## EXCERPTED DATA
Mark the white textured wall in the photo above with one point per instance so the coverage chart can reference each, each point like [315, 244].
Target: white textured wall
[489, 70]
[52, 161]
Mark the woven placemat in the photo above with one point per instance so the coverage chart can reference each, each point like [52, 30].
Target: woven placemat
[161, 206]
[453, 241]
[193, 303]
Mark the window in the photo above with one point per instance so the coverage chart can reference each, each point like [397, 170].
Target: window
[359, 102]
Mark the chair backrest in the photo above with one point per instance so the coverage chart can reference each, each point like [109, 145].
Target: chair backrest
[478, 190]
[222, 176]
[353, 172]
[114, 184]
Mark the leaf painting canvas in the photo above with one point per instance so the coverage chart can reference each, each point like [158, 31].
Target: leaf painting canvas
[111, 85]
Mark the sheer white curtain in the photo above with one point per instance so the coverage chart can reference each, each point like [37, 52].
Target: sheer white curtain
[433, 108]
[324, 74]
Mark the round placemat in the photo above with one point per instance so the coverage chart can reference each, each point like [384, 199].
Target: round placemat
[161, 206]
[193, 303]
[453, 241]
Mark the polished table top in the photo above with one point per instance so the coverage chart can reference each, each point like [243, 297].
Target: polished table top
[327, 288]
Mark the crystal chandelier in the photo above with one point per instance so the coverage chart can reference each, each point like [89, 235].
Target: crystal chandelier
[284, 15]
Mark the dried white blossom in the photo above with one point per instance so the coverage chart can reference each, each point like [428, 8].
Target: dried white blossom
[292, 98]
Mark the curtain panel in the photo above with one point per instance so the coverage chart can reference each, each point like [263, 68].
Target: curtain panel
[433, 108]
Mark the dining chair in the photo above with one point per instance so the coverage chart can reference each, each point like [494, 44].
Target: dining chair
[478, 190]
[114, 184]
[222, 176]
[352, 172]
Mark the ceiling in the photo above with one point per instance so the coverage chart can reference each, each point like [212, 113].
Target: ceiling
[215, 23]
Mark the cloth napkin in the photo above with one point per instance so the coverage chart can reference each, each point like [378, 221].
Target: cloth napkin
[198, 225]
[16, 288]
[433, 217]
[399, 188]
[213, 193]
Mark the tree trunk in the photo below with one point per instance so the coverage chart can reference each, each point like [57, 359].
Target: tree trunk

## WHAT IS ASKED
Please rewrite the listing above, changing every "coverage chart" to "tally sheet" and leaving everything else unchanged.

## WRITTEN REPLY
Mark the white textured wall in the photo above with one point per instance so the tally sheet can reference each, each point like [315, 244].
Target: white textured wall
[489, 70]
[52, 161]
Mark the woven placemat in the photo above with one point per instance so the tally sheet can reference each, each point like [52, 30].
Target: woven placemat
[161, 206]
[453, 241]
[193, 303]
Mark the window in the photo above with one point per instance so the tally sheet can reference each, each point like [397, 170].
Target: window
[359, 102]
Mark the chair backrest in the photo above with one point per instance so the tally sheet can reference each, each point like [109, 145].
Target: chair backrest
[478, 190]
[222, 176]
[353, 172]
[114, 184]
Mark the leaf painting canvas in the photo above with one point per instance so the tally sheet can reference each, each point like [158, 31].
Target: leaf painting canvas
[111, 85]
Mark the sheer white curtain in the photo above with one point per instance so the tally sheet can reference each, each point like [37, 52].
Target: sheer white curtain
[433, 108]
[324, 74]
Mark the round placemat in the photo above with one point per instance so the tally sheet can reference each, each point like [384, 199].
Target: round placemat
[161, 206]
[193, 303]
[453, 241]
Mark the polished table top in the photo above with one point per instance so the tally sheet can reference each, each point like [243, 297].
Target: polished table top
[327, 288]
Mark the crystal chandelier in the photo above with one point per instance so the tally sheet can reference each, each point like [89, 235].
Target: crystal chandelier
[284, 15]
Mark the dried white blossom in the photo above with one point per instance so the tally sheet can reference each, each point like [428, 8].
Target: dried white blossom
[292, 98]
Mark the curtain panel in the photo above with one point per instance so the tally sheet can reference each, each point like [263, 68].
Target: curtain panel
[433, 108]
Mark the dining chair in the photo above with one point per instance so the tally sheet can reference each, each point like [494, 44].
Target: dining chair
[478, 190]
[114, 184]
[222, 176]
[352, 172]
Mark the ceiling in the photo above with one point per instance so the tally sheet can reference each, each point like [212, 113].
Target: ceiling
[215, 23]
Mark the cloth napkin in the photo above with one point per instance so the tally sheet can reference each, each point like [378, 221].
Target: cloth napkin
[198, 225]
[16, 288]
[433, 217]
[399, 188]
[213, 193]
Mark the tree trunk in the photo below with one point per instance so the tally sheet can reference each, each point like [57, 359].
Target: tree trunk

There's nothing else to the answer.